**YOUR INSTRUCTIONS:** Please carry on the report on AXA's 2020 full-year results, picking up after its final sentence.

**STUDY TEXT:**
────────
Insurance giant AXA took a €1.5bn hit due to claims as a result of the global pandemic that took hold over 2020.
In its full-year results, announced 25 February, the firm posted a drop in earnings to €4.3bn, from €6.4bn the previous year. Its net profit also edged lower at €3.16bn from €3.8bn.
“Throughout the Covid-19 crisis, AXA has been actively fulfilling its role in society, serving its customers and supporting its employees, while contributing to the economic recovery through €700m investments in SMEs as well as other solidarity measures in France and other countries where the group operates”, said chief executive Thomas Buberl.
The firm said the pandemic’s impact on its earnings, a result of property insurance and casualty insurance claims (P&C), are in line with its estimates noted on 3 June 2020.
────────
Recorded data:

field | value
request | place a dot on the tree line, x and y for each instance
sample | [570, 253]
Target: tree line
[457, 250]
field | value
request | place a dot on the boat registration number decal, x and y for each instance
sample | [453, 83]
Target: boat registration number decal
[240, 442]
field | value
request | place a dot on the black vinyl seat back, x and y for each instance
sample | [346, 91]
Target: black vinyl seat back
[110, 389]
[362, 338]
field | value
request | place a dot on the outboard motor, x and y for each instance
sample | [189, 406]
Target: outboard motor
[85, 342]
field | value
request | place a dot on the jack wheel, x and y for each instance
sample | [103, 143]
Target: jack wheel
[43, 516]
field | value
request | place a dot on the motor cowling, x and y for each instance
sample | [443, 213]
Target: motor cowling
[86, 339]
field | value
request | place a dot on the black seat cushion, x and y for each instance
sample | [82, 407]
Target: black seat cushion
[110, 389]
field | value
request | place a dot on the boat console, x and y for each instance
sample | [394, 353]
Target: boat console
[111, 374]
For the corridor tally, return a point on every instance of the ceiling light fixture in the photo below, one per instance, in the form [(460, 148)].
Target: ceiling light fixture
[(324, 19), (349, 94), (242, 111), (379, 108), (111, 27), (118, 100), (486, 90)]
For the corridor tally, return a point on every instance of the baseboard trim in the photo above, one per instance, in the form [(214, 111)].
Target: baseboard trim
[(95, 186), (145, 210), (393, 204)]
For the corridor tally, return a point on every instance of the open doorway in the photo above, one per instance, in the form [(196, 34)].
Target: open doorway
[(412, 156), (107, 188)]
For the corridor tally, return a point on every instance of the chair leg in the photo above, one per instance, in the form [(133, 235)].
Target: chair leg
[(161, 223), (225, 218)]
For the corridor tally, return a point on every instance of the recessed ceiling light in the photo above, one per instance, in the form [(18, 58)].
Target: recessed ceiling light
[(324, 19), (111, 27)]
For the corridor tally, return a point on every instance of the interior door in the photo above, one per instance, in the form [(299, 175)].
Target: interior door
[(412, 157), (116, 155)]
────────
**ANSWER FOR THIS EXERCISE:**
The firm’s solvency II ratio, which is an indicator of insurers’ financial strength, was 200%, up from 198% for the previous year.
The annual premium equivalent (APE) – which measures the growth of new business by combining payment values on regular premium policies with 10% of payment values made on one-time, single-premium products – was up 1% to €5.34bn.
“After carefully considering the group’s balance sheet position, cash flows and overall operational performance as well as the continuing uncertainties related to the ongoing Covid-19 crisis, the board of directors decided to propose a dividend of Euro 1.43 per share,” Buberl added.